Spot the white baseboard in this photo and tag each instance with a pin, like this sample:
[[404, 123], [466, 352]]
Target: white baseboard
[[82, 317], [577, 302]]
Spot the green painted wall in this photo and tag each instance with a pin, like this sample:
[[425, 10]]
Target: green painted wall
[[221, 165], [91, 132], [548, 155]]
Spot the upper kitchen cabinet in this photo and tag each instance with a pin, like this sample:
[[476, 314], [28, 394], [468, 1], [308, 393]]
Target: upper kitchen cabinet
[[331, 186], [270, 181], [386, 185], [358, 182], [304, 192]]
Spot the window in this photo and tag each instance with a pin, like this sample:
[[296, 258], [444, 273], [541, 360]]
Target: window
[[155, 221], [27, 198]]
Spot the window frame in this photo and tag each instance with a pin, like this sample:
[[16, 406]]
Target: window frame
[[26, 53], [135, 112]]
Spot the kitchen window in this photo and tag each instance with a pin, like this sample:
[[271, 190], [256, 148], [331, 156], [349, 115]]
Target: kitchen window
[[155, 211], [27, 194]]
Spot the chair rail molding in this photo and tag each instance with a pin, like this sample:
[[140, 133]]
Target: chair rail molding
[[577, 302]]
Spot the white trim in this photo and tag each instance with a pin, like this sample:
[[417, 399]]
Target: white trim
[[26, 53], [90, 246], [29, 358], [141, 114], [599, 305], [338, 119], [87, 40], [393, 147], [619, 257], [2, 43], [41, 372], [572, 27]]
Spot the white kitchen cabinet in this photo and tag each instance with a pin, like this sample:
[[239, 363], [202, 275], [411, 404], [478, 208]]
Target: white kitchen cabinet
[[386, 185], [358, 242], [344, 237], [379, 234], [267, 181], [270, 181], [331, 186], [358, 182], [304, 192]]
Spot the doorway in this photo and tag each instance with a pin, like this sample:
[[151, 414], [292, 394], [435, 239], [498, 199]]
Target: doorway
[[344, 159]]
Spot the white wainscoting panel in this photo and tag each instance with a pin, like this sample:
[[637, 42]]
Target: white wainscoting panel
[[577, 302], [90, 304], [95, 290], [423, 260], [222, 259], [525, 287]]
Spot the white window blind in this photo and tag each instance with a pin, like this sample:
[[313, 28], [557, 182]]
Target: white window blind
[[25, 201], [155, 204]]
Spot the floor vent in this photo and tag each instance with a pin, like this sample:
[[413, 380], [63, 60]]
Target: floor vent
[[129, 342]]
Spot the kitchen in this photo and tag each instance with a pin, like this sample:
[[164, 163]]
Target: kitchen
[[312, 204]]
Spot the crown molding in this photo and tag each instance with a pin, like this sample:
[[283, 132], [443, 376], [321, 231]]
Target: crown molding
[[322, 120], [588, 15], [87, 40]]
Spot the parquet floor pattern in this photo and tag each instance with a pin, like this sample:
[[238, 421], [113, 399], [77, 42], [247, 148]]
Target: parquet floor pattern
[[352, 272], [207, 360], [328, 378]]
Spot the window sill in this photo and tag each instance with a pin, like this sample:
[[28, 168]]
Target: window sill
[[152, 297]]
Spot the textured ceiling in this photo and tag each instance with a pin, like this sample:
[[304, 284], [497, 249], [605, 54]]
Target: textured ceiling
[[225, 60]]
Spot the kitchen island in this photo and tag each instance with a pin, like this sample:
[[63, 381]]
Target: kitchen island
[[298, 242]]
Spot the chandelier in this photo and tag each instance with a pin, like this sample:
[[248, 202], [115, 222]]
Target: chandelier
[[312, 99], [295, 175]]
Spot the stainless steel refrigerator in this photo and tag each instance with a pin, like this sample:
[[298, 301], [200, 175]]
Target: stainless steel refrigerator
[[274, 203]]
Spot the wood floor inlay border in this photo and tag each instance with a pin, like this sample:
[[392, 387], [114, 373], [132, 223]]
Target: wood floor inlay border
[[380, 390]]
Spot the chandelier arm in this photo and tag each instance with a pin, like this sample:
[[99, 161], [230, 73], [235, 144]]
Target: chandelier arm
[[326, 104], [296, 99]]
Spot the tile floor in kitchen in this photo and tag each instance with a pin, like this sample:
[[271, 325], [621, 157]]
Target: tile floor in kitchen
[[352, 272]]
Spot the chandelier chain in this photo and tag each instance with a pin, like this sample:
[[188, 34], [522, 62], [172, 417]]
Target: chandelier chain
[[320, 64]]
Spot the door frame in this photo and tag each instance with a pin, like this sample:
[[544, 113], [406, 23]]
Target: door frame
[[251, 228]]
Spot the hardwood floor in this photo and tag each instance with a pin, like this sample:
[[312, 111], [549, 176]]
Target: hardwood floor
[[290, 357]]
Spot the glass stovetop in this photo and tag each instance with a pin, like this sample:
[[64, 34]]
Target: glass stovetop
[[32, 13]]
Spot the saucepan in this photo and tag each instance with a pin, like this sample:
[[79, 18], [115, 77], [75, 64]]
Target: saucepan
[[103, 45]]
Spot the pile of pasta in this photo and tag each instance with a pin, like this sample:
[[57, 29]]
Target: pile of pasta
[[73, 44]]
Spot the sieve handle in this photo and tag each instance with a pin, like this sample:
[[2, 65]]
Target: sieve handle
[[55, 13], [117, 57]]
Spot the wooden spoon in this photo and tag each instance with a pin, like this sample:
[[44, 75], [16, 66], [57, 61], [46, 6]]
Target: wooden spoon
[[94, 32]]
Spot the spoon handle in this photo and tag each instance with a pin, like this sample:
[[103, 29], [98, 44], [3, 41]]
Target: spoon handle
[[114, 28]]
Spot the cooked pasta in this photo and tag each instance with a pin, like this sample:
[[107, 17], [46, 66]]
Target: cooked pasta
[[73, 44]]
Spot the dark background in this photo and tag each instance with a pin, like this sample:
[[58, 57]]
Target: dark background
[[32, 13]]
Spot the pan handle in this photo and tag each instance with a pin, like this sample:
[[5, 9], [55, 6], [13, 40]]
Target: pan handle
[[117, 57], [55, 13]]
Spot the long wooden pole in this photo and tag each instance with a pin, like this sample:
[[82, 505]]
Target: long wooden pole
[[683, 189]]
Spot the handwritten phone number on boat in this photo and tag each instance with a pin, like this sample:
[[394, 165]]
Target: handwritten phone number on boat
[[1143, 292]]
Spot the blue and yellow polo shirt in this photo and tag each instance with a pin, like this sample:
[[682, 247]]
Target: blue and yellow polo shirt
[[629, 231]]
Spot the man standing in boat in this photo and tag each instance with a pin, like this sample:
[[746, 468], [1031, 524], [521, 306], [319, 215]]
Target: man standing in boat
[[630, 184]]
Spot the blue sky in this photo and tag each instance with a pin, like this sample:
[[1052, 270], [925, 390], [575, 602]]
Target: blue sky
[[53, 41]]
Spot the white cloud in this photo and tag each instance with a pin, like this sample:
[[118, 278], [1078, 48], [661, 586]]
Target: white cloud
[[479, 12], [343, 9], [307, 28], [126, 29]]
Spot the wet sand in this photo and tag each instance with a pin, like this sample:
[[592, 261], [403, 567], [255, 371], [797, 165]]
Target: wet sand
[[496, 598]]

Task: Give the records above as a Markdown table with the columns Row and Line, one row per line with its number, leaving out blank lines.

Result of this exercise:
| Row | Line |
|---|---|
| 1 | Spot the white baseboard in this photo and tag each instance with a pin, like this sample: |
| 2 | [[404, 123], [466, 352]] |
| 3 | Target: white baseboard |
| 4 | [[82, 317], [577, 302]] |
| 5 | Spot the green painted wall in this photo and tag each instance with a pin, like this sample: |
| 6 | [[425, 10]] |
| 7 | Target: green painted wall |
| 8 | [[221, 165], [91, 132], [548, 155]] |
| 9 | Spot the upper kitchen cabinet in this photo and tag each instance with a pin, like this sample: |
| 10 | [[476, 314], [28, 394], [468, 1], [308, 393]] |
| 11 | Target: upper kitchen cabinet |
| 12 | [[331, 186], [270, 181], [386, 185], [358, 182], [304, 192]] |
| 13 | Spot the window in this photo and tag each instance with a pin, like this sample: |
| 14 | [[296, 258], [444, 273], [541, 360]] |
| 15 | Target: window |
| 16 | [[155, 221], [27, 198]] |
| 17 | Spot the window frame in this photo and tag each instance with a pin, like this sample: |
| 18 | [[16, 406]] |
| 19 | Target: window frame |
| 20 | [[26, 53], [135, 112]] |
| 21 | Spot the kitchen window in this photo and tag each instance with a pin, like this sample: |
| 22 | [[271, 190], [256, 148], [331, 156], [349, 115]] |
| 23 | Target: kitchen window |
| 24 | [[155, 211], [27, 194]] |
| 25 | Spot the chair rail molding in this photo and tag each instance with a pin, like this sample: |
| 26 | [[140, 133]] |
| 27 | Target: chair rail molding |
| 28 | [[577, 302]] |
| 29 | Spot the white trim in this photo and tag each instance with a pin, like this sample: |
| 30 | [[417, 399]] |
| 31 | Target: white trim |
| 32 | [[26, 53], [90, 246], [29, 358], [141, 114], [599, 305], [338, 119], [87, 40], [393, 147], [619, 257], [2, 43], [41, 372], [572, 27]] |
| 33 | Spot the white kitchen cabinet in this photo and tag each instance with a pin, like this sample: |
| 34 | [[239, 363], [202, 275], [411, 404], [478, 208]] |
| 35 | Target: white kitchen cabinet |
| 36 | [[386, 185], [358, 242], [344, 237], [379, 234], [267, 181], [270, 181], [331, 186], [358, 182], [304, 192]] |
| 37 | Spot the doorway in this photo and tag each instance with a pin, like this sample: |
| 38 | [[151, 414], [292, 394], [435, 239], [498, 199]] |
| 39 | Target: doorway |
| 40 | [[344, 159]] |
| 41 | Spot the white wainscoting panel in this photo and tag each instance with a pin, like this sample: |
| 42 | [[637, 42]] |
| 43 | Target: white wainscoting panel |
| 44 | [[577, 302], [90, 304], [95, 290], [423, 260], [222, 259], [525, 287]] |
| 45 | Spot the white window blind in this photo and tag each instance with a pin, like this sample: |
| 46 | [[313, 28], [557, 182]] |
| 47 | Target: white window blind |
| 48 | [[25, 201], [155, 204]] |
| 49 | Spot the floor vent in this photo and tag each instance with a pin, like this sample: |
| 50 | [[413, 380], [63, 60]] |
| 51 | Target: floor vent |
| 52 | [[129, 342]] |
| 53 | Spot the kitchen in this photo and tag each instance with a pin, like this sample: |
| 54 | [[164, 163]] |
| 55 | Target: kitchen |
| 56 | [[312, 204]] |
| 57 | Spot the crown molding in this photo and tag each instance with a pin, like this sample: |
| 58 | [[283, 132], [443, 376], [321, 231]] |
| 59 | Target: crown molding |
| 60 | [[322, 120], [588, 15], [87, 40]] |
| 61 | Spot the parquet floor pattern in this photo and tag each instance with a pin, like this sample: |
| 62 | [[238, 421], [113, 399], [77, 42], [247, 148]] |
| 63 | Target: parquet floor pattern |
| 64 | [[352, 272], [207, 360], [328, 378]] |
| 65 | Spot the window sill in this photo and tag each instance with a pin, like this sample: |
| 66 | [[28, 168]] |
| 67 | Target: window sill |
| 68 | [[152, 297]] |
| 69 | Spot the textured ceiling in this photo and tag each instance with a pin, like this sample: |
| 70 | [[304, 284], [497, 249], [605, 54]] |
| 71 | Target: textured ceiling |
| 72 | [[225, 60]] |
| 73 | Spot the kitchen island in this photo and tag each instance with a pin, like this sample: |
| 74 | [[63, 381]] |
| 75 | Target: kitchen island |
| 76 | [[298, 242]] |
| 77 | Spot the chandelier in this photo and tag each instance with a pin, like this sample: |
| 78 | [[248, 202], [115, 222]] |
| 79 | Target: chandelier |
| 80 | [[312, 99], [295, 175]] |
| 81 | Spot the stainless steel refrigerator in this photo and tag each instance with a pin, like this sample: |
| 82 | [[298, 301], [200, 175]] |
| 83 | Target: stainless steel refrigerator |
| 84 | [[274, 203]] |
| 85 | Spot the wood floor inlay border in this photo and tag each instance with a pin, like this sample: |
| 86 | [[392, 387], [114, 373], [132, 223]] |
| 87 | Target: wood floor inlay border |
| 88 | [[380, 390]] |
| 89 | Spot the chandelier arm in this photo and tag each instance with a pin, like this sample: |
| 90 | [[99, 161], [230, 73], [235, 144]] |
| 91 | Target: chandelier arm |
| 92 | [[326, 104], [296, 99]] |
| 93 | Spot the tile floor in kitchen in this photo and tag each instance with a pin, like this sample: |
| 94 | [[271, 325], [621, 157]] |
| 95 | Target: tile floor in kitchen |
| 96 | [[352, 272]] |
| 97 | Spot the chandelier chain in this photo and tag each instance with a pin, like this sample: |
| 98 | [[188, 34], [522, 62], [172, 417]] |
| 99 | Target: chandelier chain |
| 100 | [[320, 64]] |
| 101 | Spot the door frame in this photo and tag each instance with a pin, like this sample: |
| 102 | [[544, 113], [406, 23]] |
| 103 | Target: door frame |
| 104 | [[251, 228]] |
| 105 | Spot the hardwood floor in this photo and tag each instance with a pin, like this sample: |
| 106 | [[312, 111], [549, 176]] |
| 107 | Target: hardwood floor |
| 108 | [[290, 357]] |
| 109 | Spot the glass stovetop in this photo and tag each instance with a pin, like this sample: |
| 110 | [[64, 34]] |
| 111 | Target: glass stovetop |
| 112 | [[32, 13]] |
| 113 | Spot the saucepan in this photo and tag each instance with a pin, like this sample: |
| 114 | [[79, 18], [115, 77], [75, 64]] |
| 115 | Target: saucepan |
| 116 | [[103, 45]] |
| 117 | Spot the pile of pasta in this photo and tag each instance with a pin, like this sample: |
| 118 | [[57, 29]] |
| 119 | Target: pile of pasta |
| 120 | [[73, 44]] |
| 121 | Spot the sieve handle in this photo and tag each instance with a pin, like this sample: |
| 122 | [[2, 65]] |
| 123 | Target: sieve handle |
| 124 | [[55, 13], [117, 57]] |
| 125 | Spot the wooden spoon in this photo and tag each instance with a pin, like this sample: |
| 126 | [[44, 75], [16, 66], [57, 61], [46, 6]] |
| 127 | Target: wooden spoon |
| 128 | [[94, 32]] |
| 129 | Spot the spoon handle in this photo and tag each instance with a pin, like this sample: |
| 130 | [[103, 29], [98, 44], [3, 41]] |
| 131 | Target: spoon handle |
| 132 | [[114, 28]] |
| 133 | Spot the cooked pasta in this photo and tag each instance with a pin, like this sample: |
| 134 | [[107, 17], [46, 66]] |
| 135 | Target: cooked pasta |
| 136 | [[73, 44]] |
| 137 | Spot the dark background in this photo and tag each instance with a pin, like this sample: |
| 138 | [[58, 57]] |
| 139 | Target: dark background |
| 140 | [[32, 13]] |
| 141 | Spot the pan handle in this photo and tag each instance with a pin, like this sample: |
| 142 | [[5, 9], [55, 6], [13, 40]] |
| 143 | Target: pan handle |
| 144 | [[117, 57], [55, 13]] |
| 145 | Spot the long wooden pole in this photo and tag each instance with a pin, like this sample: |
| 146 | [[82, 505]] |
| 147 | Target: long wooden pole |
| 148 | [[683, 189]] |
| 149 | Spot the handwritten phone number on boat in this photo and tag each instance with a pin, like this sample: |
| 150 | [[394, 165]] |
| 151 | Target: handwritten phone number on boat |
| 152 | [[1143, 292]] |
| 153 | Spot the blue and yellow polo shirt in this photo and tag each instance with a pin, like this sample: |
| 154 | [[682, 247]] |
| 155 | Target: blue and yellow polo shirt |
| 156 | [[629, 231]] |
| 157 | Spot the man standing in boat in this photo and tag each instance with a pin, like this sample: |
| 158 | [[746, 468], [1031, 524], [521, 306], [319, 215]] |
| 159 | Target: man standing in boat |
| 160 | [[630, 184]] |
| 161 | Spot the blue sky in this photo and tag each instance with a pin, like this sample: |
| 162 | [[1052, 270], [925, 390], [575, 602]] |
| 163 | Target: blue sky |
| 164 | [[53, 41]] |
| 165 | Spot the white cloud in this photo and tag each instance with a pin, like this sample: |
| 166 | [[118, 278], [1078, 48], [661, 586]] |
| 167 | Target: white cloud |
| 168 | [[479, 12], [343, 9], [307, 28], [126, 29]] |
| 169 | Spot the wet sand in this photo and tag each instance with a pin, like this sample: |
| 170 | [[592, 261], [403, 567], [255, 371], [797, 165]] |
| 171 | Target: wet sand |
| 172 | [[496, 598]] |